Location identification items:
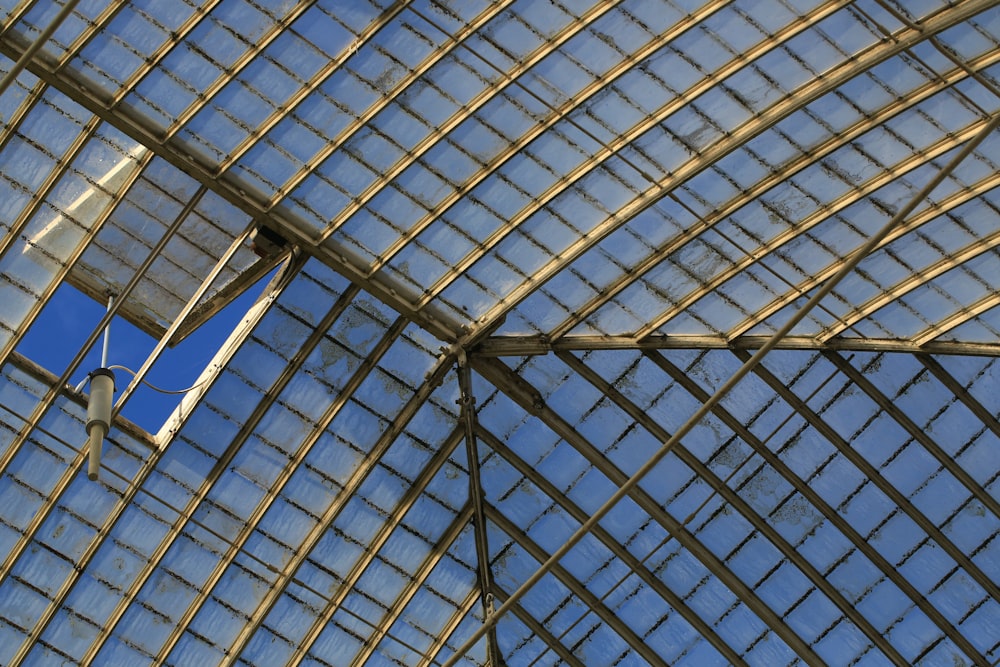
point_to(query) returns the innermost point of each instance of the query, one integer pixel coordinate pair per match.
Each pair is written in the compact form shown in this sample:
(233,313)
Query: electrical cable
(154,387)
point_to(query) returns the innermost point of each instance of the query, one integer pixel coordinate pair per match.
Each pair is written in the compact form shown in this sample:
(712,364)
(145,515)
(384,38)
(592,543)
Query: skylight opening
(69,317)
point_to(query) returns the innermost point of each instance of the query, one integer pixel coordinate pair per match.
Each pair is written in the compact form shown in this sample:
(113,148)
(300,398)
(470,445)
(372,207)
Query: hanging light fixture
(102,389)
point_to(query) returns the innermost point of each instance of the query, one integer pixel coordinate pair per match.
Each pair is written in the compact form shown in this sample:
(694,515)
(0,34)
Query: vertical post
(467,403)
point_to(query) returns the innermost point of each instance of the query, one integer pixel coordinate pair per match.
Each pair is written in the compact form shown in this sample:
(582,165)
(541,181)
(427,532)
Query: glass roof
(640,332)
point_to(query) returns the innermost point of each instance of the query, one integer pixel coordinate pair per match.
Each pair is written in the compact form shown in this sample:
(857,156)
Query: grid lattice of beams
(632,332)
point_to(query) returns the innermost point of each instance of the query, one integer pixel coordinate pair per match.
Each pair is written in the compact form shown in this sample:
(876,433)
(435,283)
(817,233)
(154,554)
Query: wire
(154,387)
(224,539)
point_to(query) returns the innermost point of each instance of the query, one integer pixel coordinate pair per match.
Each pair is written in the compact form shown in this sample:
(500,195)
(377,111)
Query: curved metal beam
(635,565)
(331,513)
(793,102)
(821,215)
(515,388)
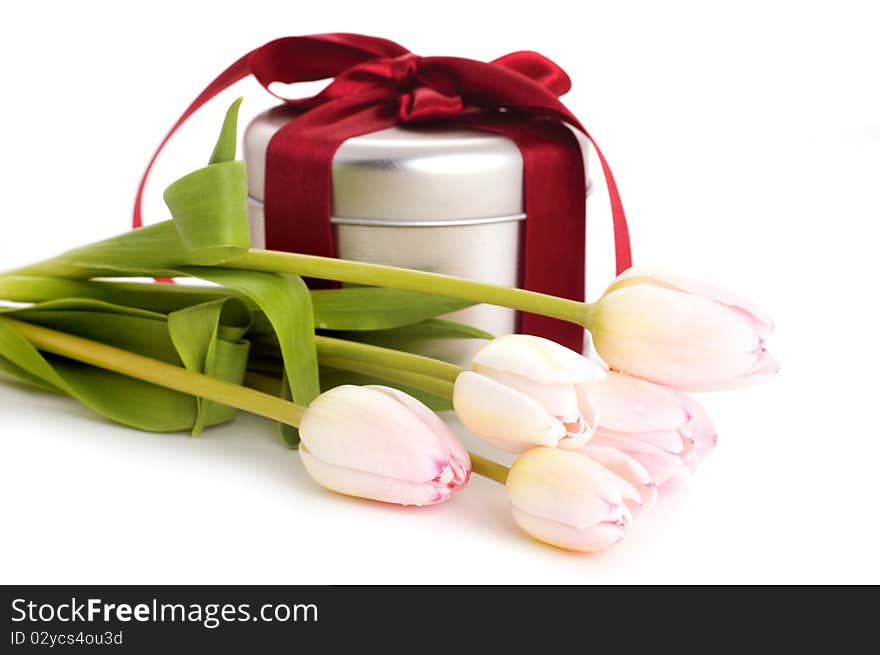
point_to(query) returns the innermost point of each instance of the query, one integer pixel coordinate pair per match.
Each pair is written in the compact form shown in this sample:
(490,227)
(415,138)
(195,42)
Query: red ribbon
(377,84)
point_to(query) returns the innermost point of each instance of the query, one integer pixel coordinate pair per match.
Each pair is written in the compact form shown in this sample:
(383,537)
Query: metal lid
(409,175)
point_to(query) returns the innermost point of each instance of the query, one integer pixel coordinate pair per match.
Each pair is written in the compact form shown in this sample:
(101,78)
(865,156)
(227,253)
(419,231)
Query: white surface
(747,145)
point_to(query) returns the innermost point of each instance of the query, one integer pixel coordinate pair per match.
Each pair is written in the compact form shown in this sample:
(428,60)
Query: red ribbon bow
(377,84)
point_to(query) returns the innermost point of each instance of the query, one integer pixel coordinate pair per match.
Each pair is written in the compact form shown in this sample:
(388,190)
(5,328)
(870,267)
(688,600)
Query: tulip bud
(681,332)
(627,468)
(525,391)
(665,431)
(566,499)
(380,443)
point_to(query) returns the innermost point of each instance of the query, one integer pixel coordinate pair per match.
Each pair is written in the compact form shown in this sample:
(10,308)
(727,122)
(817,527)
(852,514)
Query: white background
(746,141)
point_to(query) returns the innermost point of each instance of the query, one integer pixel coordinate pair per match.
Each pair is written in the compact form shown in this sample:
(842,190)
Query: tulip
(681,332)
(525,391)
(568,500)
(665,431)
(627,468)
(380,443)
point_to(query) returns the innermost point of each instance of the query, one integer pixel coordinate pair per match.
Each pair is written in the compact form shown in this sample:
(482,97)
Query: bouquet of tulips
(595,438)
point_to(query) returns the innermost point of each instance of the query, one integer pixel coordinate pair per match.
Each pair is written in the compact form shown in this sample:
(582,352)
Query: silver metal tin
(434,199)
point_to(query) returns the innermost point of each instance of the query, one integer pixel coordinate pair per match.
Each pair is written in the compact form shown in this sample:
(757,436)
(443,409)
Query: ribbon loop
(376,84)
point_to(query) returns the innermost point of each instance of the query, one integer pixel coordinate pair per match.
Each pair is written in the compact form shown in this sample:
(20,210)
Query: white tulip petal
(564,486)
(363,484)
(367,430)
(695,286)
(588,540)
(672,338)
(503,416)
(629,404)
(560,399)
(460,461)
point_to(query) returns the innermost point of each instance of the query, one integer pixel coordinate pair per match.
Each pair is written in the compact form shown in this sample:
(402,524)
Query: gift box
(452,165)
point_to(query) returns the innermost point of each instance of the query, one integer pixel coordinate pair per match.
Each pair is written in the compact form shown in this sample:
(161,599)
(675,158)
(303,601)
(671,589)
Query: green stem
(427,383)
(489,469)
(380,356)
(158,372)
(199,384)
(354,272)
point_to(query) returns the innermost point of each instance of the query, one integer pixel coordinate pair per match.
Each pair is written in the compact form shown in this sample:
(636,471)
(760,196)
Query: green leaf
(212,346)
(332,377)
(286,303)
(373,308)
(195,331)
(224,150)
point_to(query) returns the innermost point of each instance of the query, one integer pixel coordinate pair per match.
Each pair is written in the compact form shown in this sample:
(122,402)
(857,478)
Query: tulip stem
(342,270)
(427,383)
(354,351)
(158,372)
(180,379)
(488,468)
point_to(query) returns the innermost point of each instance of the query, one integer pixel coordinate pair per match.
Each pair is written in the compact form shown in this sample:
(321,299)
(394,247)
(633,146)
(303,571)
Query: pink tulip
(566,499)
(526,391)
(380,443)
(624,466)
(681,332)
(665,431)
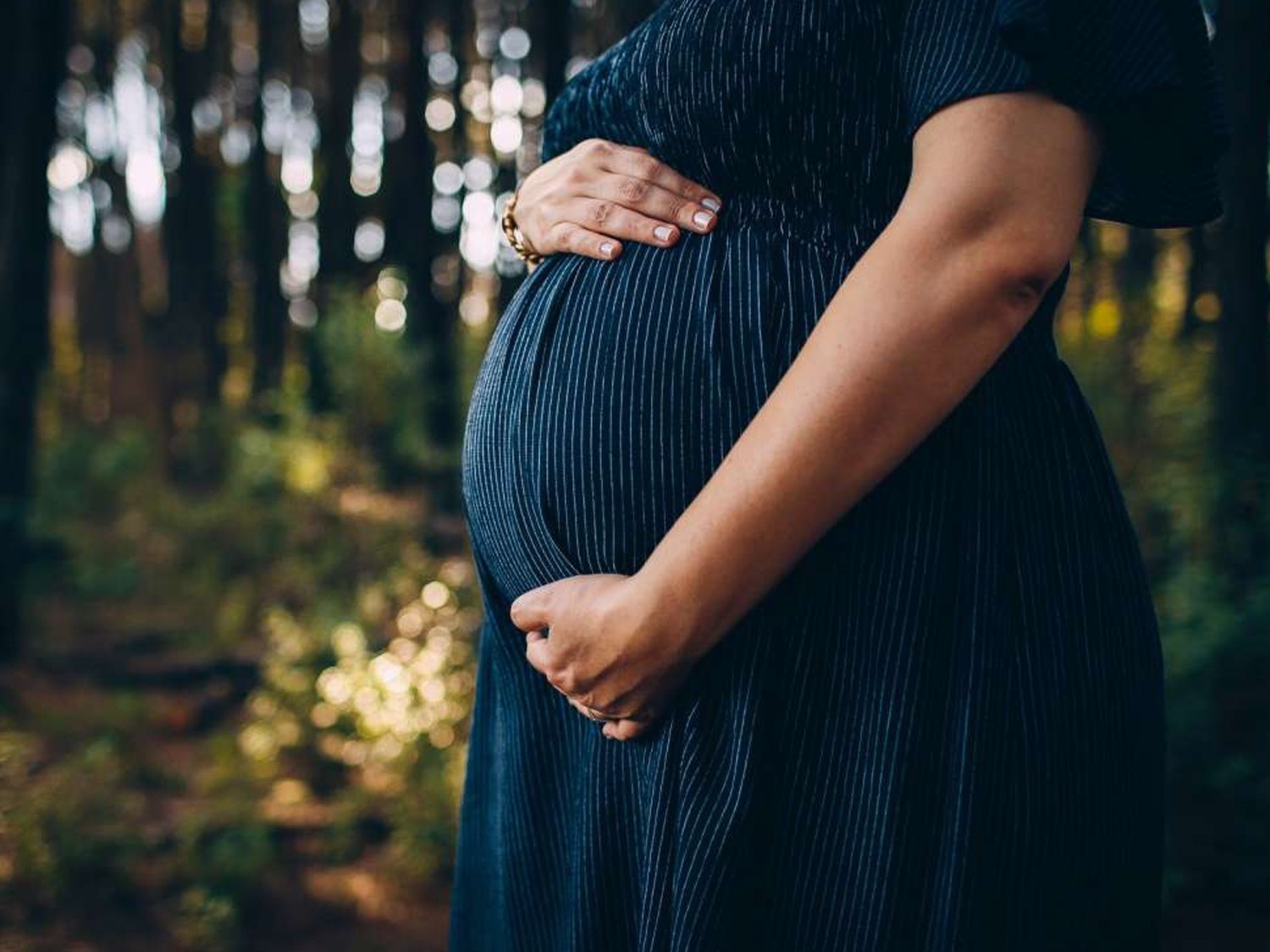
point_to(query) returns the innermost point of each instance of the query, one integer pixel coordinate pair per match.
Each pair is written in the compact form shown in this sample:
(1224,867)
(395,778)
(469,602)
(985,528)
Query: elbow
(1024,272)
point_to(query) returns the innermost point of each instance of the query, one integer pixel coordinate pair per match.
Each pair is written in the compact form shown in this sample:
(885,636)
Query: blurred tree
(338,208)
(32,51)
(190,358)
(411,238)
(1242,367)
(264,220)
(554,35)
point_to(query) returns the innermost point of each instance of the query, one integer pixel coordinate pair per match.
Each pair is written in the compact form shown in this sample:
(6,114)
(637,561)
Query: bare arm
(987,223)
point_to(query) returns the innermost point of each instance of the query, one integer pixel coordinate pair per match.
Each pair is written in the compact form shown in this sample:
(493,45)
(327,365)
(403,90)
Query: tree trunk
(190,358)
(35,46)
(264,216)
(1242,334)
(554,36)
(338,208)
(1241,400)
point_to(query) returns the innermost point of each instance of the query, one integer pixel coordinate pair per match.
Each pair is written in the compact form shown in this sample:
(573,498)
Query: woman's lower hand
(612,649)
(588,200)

## What you should do
List every line of the items above that contains the string "white", copying each line in full. Case counts.

## Response to this exercise
Query: white surface
Query: white background
Query: white tulip petal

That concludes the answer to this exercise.